**What is needed**
Update the entries below by changing each "Objective" to "Instruction", and keep every other word and line the same.

* begin Data provided *

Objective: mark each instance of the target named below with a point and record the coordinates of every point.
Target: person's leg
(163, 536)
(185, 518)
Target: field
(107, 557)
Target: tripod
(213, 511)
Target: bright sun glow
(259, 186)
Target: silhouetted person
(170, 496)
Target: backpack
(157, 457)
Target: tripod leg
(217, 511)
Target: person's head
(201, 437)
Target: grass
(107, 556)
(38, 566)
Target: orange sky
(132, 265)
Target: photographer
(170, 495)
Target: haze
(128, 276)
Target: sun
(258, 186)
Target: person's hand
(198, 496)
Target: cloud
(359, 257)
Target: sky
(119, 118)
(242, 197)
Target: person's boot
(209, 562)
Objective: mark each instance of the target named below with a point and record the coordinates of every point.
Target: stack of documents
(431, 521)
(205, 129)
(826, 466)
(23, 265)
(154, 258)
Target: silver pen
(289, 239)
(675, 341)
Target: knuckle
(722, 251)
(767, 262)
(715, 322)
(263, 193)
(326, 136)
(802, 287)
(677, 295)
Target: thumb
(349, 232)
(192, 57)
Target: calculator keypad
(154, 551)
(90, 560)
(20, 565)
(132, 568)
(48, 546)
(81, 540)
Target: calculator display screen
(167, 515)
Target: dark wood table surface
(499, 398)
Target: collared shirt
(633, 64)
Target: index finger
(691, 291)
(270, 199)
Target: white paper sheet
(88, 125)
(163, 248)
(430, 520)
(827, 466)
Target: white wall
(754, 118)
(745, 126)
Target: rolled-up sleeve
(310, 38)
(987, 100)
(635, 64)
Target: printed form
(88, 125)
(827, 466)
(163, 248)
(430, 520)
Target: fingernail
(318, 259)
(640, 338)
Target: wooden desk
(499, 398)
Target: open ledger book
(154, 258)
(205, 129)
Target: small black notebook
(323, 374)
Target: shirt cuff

* end Data provided *

**Written answer**
Instruction: mark each instance of the target named below with a point and record the coordinates of every point.
Target: person's leg
(163, 536)
(185, 518)
Target: field
(107, 557)
Target: tripod
(213, 511)
Target: bright sun glow
(259, 186)
Target: silhouetted person
(170, 496)
Target: backpack
(157, 457)
Target: tripod leg
(217, 511)
Target: person's head
(201, 437)
Target: grass
(107, 556)
(38, 566)
Target: orange sky
(132, 265)
Target: photographer
(170, 495)
Target: haze
(128, 276)
Target: sun
(258, 186)
Target: person's hand
(198, 496)
Target: cloud
(359, 257)
Target: sky
(119, 118)
(242, 197)
Target: person's boot
(209, 562)
Instruction: mark each instance of the target named below with a point and record the coordinates of every point.
Target: stack of documents
(431, 521)
(205, 129)
(826, 466)
(23, 265)
(154, 258)
Target: silver pen
(289, 239)
(675, 341)
Target: knuckle
(722, 251)
(767, 262)
(715, 322)
(263, 193)
(326, 136)
(802, 287)
(677, 295)
Target: thumb
(349, 232)
(192, 57)
Target: calculator keypad
(154, 551)
(90, 560)
(20, 565)
(132, 568)
(48, 546)
(81, 540)
Target: calculator display screen
(167, 515)
Target: dark wood table surface
(499, 398)
Target: collared shirt
(633, 64)
Target: index finger
(691, 291)
(270, 199)
Target: white paper sheet
(88, 125)
(163, 248)
(430, 520)
(827, 466)
Target: white wall
(754, 118)
(745, 126)
Target: rolled-up sleeve
(310, 38)
(987, 100)
(635, 64)
Target: printed form
(88, 125)
(827, 466)
(163, 248)
(430, 520)
Target: fingernail
(318, 259)
(640, 338)
Target: wooden desk
(499, 398)
Target: open ledger book
(154, 258)
(205, 129)
Target: small black notebook
(323, 374)
Target: shirt cuff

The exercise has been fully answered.